Supplied text
━━━━━━

A. Sure. Well, basically what has happened to
me and what, I know that it happens quite often to a lot of people, is that I
was charged very a large sum of money for roaming fees when I went away for a
week to the United States last year and I basically, I mean, you know, I've used
my phone a certain way, I knew that I was going to, you know, get charged a
little bit but when I received my bill, it was, I was extremely shocked to see,
you know, the actual, the bill that I was expected to pay. And this is why,
when I heard from Bruce approached me about this, that's why I immediately came
forward because it was, I think a lot of people basically have this situation
happening to them every month. So that's why I'm here.
[112] In addition, the appellant’s testimony
indicates that she has a clear understanding of wireless services and
international roaming data. She understands too that in order to succeed, she
will have to establish the cost of roaming services and is prepared to join
counsel in making efforts to obtain this information.
[113] In my respectful view, the judge failed to
apply the liberal standard called for by the Supreme Court, both by
misapprehending the consequences of counsel’s initiatives and by requiring a
level of understanding of the claim that is too harsh for a consumer class
action. This is not an instance in which the adequacy of the representative is
compromised in a manner that, to revert to the Infineon standard quoted above, “could not possibly proceed fairly”. Indeed, neither the judge nor the
respondents in their arguments on appeal advance any serious suggestion that
the fairness of the class action was threatened by the recognition of the
appellant as class representative. Moreover, if ever the appellant were
considered to no longer be in a position to represent the class members
properly, the law provides a mechanism whereby she could be replaced by another
member of the class at a later stage in the proceedings.
Finally,
Justice Kasirer addressed a point raised by Respondents counsel regarding the
impact that the decision of the Supreme Court in Marcotte on the issue of interest might have on whether a representative
is considered adequate:
[115] As a final point, counsel for the
respondents argued that given the change in the law relating to standing since Marcotte, the rules on adequate
representation in article 1003(d) should be more strictly enforced. In service
of this argument, they point to dicta
in the judgment of this Court in Marcotte
where Dalphond, J.A. suggested that article 1003(d) stood as a protection
against unmanageable or unfounded class actions against unconnected defendants.

━━━━━━

Items from a dataset

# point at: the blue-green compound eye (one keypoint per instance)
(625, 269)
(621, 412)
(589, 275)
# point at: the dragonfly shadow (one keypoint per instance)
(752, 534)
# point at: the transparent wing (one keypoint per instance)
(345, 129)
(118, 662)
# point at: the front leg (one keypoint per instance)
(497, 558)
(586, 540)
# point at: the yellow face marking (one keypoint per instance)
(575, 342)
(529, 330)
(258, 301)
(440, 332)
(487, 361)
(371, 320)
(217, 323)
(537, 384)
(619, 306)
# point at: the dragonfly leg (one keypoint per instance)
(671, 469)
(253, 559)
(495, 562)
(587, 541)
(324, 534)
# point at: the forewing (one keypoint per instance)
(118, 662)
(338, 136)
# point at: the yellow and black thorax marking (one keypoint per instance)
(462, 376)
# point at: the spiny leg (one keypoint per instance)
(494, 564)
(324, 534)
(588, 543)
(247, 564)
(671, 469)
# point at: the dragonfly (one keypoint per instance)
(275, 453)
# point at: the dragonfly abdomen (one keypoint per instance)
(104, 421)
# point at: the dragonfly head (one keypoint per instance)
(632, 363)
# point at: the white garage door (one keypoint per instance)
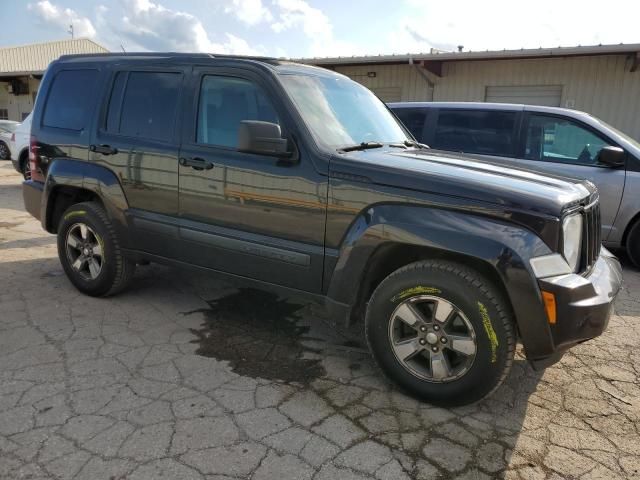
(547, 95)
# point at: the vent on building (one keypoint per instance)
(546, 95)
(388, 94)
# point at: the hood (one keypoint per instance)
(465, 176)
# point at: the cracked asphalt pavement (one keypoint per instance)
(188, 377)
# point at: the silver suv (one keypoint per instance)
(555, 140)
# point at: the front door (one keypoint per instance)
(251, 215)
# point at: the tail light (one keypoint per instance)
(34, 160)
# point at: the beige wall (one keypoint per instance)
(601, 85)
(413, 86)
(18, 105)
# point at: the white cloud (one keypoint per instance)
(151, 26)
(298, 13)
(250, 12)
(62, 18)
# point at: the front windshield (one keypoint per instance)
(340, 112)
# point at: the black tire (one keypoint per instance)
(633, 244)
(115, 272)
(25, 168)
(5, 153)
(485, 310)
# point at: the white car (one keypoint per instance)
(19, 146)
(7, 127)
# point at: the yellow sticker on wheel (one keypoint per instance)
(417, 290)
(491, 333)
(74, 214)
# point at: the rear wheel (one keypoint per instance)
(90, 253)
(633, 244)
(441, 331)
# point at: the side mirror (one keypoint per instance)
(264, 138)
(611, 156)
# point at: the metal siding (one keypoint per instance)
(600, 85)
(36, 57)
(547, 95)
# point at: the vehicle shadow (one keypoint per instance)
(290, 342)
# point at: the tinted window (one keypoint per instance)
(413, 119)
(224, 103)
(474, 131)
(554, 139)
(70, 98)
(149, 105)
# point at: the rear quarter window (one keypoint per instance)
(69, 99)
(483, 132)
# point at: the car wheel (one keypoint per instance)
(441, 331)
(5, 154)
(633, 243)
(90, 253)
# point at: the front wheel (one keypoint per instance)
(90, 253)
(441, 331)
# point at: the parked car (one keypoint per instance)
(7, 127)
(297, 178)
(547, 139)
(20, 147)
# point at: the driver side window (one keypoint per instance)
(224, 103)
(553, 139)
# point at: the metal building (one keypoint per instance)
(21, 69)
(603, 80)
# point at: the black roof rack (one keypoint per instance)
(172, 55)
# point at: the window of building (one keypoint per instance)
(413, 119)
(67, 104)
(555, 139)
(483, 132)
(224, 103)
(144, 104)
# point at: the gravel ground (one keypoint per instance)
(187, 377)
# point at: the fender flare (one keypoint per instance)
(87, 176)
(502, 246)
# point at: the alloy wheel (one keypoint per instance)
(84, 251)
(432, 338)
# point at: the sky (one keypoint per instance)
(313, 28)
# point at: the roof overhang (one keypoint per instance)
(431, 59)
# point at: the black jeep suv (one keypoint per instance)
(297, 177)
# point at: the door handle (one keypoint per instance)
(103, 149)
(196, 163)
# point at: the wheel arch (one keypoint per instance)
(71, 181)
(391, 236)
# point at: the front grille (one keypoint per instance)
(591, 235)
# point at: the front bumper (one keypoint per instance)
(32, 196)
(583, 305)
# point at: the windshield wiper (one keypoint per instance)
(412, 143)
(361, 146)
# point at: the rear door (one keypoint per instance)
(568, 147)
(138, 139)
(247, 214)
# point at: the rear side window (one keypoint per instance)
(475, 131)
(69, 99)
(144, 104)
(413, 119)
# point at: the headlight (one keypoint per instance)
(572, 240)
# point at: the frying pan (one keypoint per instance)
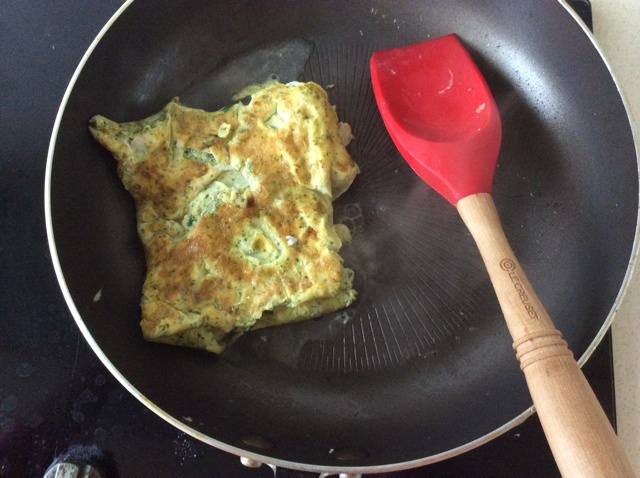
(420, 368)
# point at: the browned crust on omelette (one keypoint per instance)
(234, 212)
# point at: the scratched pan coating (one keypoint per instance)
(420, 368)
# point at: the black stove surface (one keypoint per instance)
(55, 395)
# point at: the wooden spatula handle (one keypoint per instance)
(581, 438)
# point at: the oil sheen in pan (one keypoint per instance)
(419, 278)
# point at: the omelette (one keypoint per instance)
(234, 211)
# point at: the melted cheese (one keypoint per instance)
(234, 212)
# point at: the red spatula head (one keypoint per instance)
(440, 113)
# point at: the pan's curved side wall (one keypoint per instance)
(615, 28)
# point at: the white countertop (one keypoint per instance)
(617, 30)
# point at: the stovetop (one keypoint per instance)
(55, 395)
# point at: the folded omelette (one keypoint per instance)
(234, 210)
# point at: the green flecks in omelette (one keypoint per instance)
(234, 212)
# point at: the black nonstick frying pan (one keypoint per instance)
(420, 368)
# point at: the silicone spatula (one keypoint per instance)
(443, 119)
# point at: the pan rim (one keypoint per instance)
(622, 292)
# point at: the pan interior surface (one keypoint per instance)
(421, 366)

━━━━━━

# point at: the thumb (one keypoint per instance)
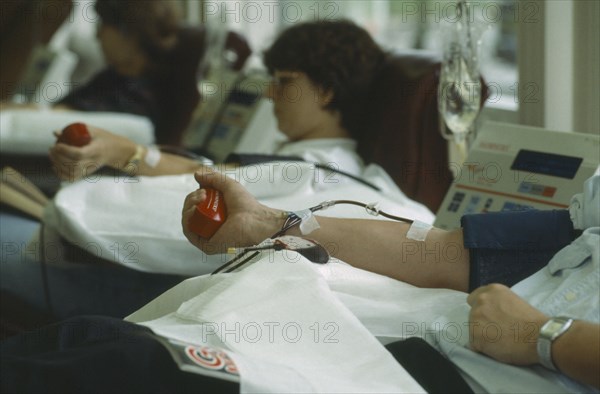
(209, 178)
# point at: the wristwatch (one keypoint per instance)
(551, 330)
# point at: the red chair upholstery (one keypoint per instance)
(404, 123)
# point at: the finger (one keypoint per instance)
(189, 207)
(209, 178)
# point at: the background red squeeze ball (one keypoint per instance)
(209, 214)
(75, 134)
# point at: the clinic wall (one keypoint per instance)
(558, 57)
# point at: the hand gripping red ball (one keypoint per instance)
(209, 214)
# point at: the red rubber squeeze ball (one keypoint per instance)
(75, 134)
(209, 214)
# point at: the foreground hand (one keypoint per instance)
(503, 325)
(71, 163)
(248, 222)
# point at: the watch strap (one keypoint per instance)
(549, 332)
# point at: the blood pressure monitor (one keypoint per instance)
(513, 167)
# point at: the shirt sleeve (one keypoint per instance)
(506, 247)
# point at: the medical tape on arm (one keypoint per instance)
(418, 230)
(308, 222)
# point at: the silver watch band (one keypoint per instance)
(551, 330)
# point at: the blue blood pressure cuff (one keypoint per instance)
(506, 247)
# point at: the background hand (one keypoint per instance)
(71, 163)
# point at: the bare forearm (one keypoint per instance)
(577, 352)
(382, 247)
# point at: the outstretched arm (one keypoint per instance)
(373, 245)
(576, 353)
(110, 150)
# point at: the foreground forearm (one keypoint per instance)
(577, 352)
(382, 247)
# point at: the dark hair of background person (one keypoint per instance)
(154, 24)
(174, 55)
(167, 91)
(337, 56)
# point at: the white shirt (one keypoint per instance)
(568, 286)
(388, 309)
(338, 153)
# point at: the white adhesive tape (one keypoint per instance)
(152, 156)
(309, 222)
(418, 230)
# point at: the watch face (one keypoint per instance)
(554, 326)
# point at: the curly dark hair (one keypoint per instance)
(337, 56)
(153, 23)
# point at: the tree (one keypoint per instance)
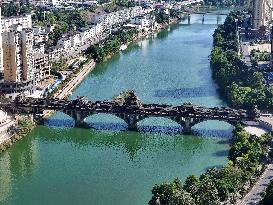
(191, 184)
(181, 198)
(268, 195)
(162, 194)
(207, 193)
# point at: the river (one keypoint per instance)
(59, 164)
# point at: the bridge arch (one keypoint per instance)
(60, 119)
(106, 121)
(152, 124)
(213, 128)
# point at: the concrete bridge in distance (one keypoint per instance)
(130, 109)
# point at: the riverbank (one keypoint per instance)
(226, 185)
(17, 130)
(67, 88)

━━━━━━

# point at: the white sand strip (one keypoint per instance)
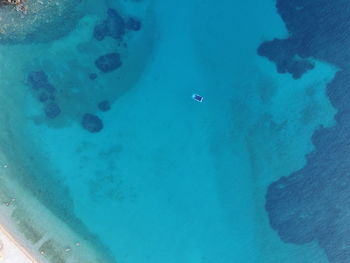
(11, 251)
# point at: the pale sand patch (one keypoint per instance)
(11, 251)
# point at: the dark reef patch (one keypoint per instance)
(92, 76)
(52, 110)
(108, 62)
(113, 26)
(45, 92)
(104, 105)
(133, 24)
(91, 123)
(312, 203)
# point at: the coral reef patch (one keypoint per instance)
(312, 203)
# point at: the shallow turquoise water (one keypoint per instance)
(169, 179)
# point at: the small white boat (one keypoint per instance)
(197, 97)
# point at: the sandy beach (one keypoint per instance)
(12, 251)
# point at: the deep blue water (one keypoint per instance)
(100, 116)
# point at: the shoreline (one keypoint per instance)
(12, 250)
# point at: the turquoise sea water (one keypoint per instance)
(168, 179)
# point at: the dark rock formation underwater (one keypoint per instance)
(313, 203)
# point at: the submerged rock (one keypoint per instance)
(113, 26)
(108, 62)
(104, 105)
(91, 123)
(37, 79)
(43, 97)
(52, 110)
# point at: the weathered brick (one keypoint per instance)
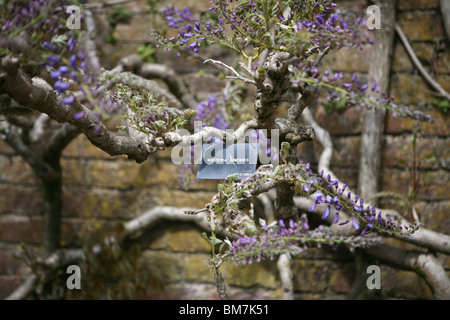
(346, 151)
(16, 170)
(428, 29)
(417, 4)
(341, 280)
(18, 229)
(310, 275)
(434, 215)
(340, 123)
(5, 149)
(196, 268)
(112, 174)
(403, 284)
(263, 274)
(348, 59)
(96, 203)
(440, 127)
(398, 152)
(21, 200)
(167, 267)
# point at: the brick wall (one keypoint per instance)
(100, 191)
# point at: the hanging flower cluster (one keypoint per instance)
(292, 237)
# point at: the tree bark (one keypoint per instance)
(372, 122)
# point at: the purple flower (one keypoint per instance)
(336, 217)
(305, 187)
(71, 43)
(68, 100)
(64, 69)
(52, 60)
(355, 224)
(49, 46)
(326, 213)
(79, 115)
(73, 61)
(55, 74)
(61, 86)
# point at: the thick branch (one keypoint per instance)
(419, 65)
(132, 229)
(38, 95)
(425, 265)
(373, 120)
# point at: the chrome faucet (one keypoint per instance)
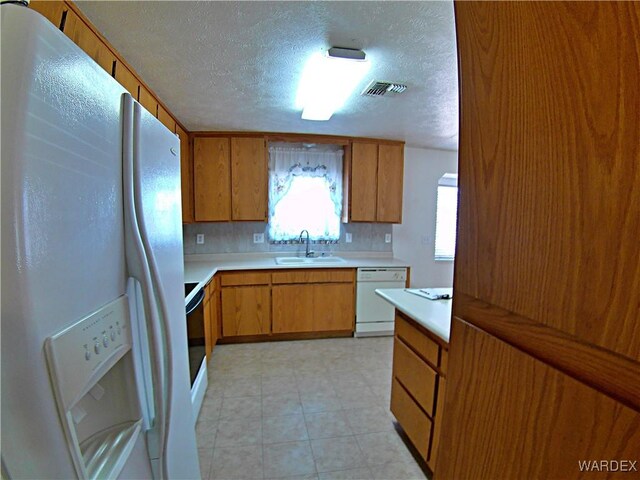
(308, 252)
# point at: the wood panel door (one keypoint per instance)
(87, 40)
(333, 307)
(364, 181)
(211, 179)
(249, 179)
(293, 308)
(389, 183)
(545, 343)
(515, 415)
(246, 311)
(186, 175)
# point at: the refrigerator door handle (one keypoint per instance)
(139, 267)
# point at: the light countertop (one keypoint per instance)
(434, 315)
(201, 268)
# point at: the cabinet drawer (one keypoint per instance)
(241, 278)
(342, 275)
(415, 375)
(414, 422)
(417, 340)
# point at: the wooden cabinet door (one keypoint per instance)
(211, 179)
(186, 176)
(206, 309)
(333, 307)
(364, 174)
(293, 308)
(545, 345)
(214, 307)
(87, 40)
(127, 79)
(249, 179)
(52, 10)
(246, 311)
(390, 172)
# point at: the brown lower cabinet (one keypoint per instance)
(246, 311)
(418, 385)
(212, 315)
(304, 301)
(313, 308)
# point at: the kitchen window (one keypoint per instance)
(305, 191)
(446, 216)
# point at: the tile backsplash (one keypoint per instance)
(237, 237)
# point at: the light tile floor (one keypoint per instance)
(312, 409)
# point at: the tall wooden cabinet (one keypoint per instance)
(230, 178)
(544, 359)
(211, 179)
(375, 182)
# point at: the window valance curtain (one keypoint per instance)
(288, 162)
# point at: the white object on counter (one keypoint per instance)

━━━━━━

Stated task
Summarize the excerpt on the class representative in exactly two sentences. The items were taken from a separate source.

Reply
The appellant testified that she was extremely shocked by a large roaming bill after a week in the United States and came forward because she believes many people face this situation every month. The excerpt holds that the judge failed to apply the liberal standard by requiring too harsh a level of understanding, noting that no one seriously suggested her recognition as representative threatened the fairness of the class action and that she could be replaced later if needed.